» **Information shown**
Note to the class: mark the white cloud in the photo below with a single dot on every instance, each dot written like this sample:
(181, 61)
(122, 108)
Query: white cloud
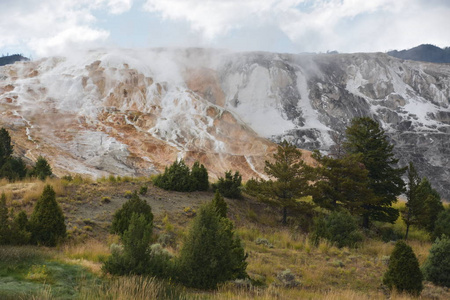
(319, 25)
(54, 26)
(119, 6)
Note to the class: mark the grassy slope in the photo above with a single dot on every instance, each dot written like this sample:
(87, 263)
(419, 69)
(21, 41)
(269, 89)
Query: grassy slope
(323, 272)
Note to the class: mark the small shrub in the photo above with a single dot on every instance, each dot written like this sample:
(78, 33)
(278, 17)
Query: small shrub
(105, 200)
(437, 266)
(263, 241)
(339, 228)
(219, 204)
(47, 220)
(199, 176)
(230, 186)
(122, 217)
(211, 254)
(177, 177)
(403, 271)
(143, 190)
(442, 225)
(42, 169)
(287, 279)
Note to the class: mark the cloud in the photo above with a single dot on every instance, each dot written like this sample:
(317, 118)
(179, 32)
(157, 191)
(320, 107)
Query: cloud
(54, 26)
(319, 25)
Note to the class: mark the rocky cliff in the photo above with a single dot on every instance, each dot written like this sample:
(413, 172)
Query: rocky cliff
(131, 112)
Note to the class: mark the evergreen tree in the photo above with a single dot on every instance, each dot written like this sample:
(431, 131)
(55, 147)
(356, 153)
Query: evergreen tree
(6, 149)
(365, 136)
(230, 186)
(341, 183)
(219, 204)
(47, 220)
(291, 176)
(135, 257)
(432, 205)
(211, 253)
(20, 228)
(42, 169)
(13, 169)
(176, 178)
(199, 176)
(122, 217)
(339, 228)
(442, 225)
(414, 205)
(403, 271)
(5, 232)
(437, 266)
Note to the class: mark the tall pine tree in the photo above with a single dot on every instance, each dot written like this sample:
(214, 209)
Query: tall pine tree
(414, 205)
(47, 220)
(290, 174)
(364, 136)
(341, 183)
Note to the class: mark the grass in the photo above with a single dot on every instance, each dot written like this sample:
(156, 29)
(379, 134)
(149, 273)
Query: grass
(73, 271)
(32, 272)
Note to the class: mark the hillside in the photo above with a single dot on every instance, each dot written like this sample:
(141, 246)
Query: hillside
(73, 269)
(132, 112)
(428, 53)
(10, 59)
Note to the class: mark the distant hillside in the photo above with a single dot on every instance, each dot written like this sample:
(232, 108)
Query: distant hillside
(429, 53)
(10, 59)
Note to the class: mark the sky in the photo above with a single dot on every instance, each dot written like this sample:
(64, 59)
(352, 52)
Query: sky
(40, 28)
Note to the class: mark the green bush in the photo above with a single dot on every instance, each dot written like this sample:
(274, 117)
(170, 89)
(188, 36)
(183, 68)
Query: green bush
(403, 271)
(339, 228)
(199, 176)
(230, 186)
(13, 169)
(47, 220)
(143, 190)
(220, 205)
(177, 177)
(42, 169)
(437, 266)
(122, 217)
(5, 230)
(211, 253)
(134, 258)
(442, 225)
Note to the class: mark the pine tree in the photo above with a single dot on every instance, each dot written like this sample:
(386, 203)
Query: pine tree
(437, 266)
(122, 217)
(42, 169)
(414, 205)
(365, 136)
(211, 253)
(177, 177)
(432, 205)
(5, 231)
(199, 176)
(442, 225)
(230, 185)
(47, 220)
(291, 176)
(341, 183)
(6, 149)
(403, 271)
(219, 204)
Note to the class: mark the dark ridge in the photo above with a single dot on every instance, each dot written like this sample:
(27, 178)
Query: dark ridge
(428, 53)
(10, 59)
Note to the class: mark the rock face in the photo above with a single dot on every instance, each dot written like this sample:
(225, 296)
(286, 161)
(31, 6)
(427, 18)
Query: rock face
(132, 112)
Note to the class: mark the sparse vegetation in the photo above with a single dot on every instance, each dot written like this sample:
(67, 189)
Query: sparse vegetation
(403, 272)
(437, 267)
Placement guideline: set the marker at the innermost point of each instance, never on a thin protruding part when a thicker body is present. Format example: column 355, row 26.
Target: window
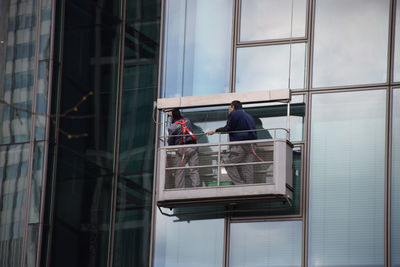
column 352, row 50
column 347, row 179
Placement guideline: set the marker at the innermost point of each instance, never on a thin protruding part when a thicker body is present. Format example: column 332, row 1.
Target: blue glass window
column 347, row 179
column 351, row 42
column 197, row 47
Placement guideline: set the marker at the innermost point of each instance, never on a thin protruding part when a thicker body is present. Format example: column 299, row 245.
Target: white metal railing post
column 219, row 159
column 288, row 121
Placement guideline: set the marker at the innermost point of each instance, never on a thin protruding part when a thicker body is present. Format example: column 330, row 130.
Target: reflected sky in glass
column 195, row 243
column 347, row 179
column 268, row 67
column 397, row 46
column 272, row 19
column 197, row 50
column 395, row 223
column 265, row 244
column 351, row 42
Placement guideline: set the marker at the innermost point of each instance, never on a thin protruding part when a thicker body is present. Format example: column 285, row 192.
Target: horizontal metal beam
column 283, row 95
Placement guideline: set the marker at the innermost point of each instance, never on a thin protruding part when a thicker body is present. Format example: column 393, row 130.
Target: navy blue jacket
column 239, row 120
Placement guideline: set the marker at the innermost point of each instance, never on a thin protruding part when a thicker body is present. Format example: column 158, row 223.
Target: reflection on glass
column 265, row 244
column 269, row 67
column 396, row 77
column 36, row 183
column 194, row 243
column 395, row 197
column 352, row 50
column 136, row 155
column 272, row 19
column 41, row 100
column 82, row 202
column 32, row 245
column 14, row 161
column 347, row 179
column 17, row 56
column 197, row 47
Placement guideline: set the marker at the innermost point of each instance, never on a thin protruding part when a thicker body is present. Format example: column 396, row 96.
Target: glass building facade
column 80, row 130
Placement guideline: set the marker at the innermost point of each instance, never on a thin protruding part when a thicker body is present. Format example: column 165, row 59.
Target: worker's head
column 235, row 105
column 175, row 114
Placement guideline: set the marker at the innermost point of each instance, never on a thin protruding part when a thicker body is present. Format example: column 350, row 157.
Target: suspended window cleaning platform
column 222, row 172
column 225, row 172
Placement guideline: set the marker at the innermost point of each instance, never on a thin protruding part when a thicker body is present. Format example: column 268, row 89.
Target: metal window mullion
column 47, row 129
column 234, row 40
column 156, row 141
column 32, row 135
column 117, row 136
column 219, row 159
column 304, row 204
column 388, row 172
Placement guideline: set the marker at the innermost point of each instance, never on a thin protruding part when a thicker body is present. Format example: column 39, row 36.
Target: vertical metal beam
column 235, row 34
column 307, row 127
column 47, row 129
column 389, row 123
column 32, row 134
column 156, row 140
column 227, row 230
column 117, row 135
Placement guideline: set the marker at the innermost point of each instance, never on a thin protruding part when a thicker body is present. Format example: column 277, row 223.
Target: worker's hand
column 210, row 132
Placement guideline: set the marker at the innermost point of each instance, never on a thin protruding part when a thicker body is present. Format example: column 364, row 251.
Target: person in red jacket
column 180, row 133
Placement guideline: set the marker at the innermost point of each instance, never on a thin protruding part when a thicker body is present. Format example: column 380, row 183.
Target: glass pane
column 143, row 10
column 45, row 28
column 14, row 161
column 347, row 179
column 395, row 215
column 272, row 19
column 269, row 67
column 136, row 155
column 194, row 243
column 36, row 183
column 352, row 50
column 265, row 244
column 396, row 77
column 17, row 63
column 83, row 187
column 197, row 49
column 41, row 100
column 32, row 245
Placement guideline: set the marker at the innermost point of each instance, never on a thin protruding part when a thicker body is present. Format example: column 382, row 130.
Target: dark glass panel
column 89, row 87
column 136, row 157
column 13, row 186
column 32, row 245
column 36, row 183
column 347, row 179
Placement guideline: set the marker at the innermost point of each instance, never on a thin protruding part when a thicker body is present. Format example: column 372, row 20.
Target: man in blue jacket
column 240, row 126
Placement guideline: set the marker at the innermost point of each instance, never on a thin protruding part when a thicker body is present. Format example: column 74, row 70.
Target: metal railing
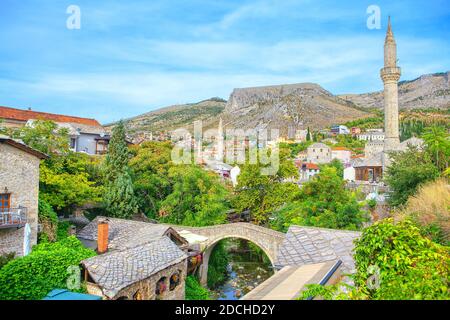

» **Task description**
Within the material above, copy exactly the lines from the line that holds "Target: reflection on glass" up to and including the line that holds "39, row 36.".

» **Exercise response**
Target: reflection on glass
column 265, row 244
column 269, row 67
column 396, row 77
column 36, row 183
column 194, row 243
column 395, row 197
column 352, row 50
column 136, row 155
column 272, row 19
column 41, row 100
column 82, row 202
column 32, row 245
column 14, row 161
column 347, row 179
column 17, row 56
column 197, row 47
Placement guideline: set the marker at the innermost point of each instance, never on a thin protruding part when a thicker body is present. Format example: column 396, row 96.
Target: glass building facade
column 80, row 130
Placement guideline: set the marker at the innermost point of each instance, never on a thin protruding part when a thicker body is present. Format example: column 165, row 59.
Target: worker's head
column 235, row 105
column 175, row 114
Placement guideline: set the marker at the innermost point of each instance, never on a thin protruding part when a thicker body is present. Format example: column 350, row 157.
Target: suspended window cleaning platform
column 222, row 172
column 225, row 172
Placement guideline: set the marker at the innermost point of each instance, never on a thin protruding part when a thicker body is present. Format example: column 268, row 89.
Target: metal window mullion
column 47, row 129
column 234, row 40
column 156, row 141
column 32, row 135
column 117, row 136
column 219, row 159
column 304, row 204
column 388, row 172
Placement guideline: set the marker at the innermost point of each instance, never on a thin protruding part when a thicker body is present. Format example: column 39, row 36.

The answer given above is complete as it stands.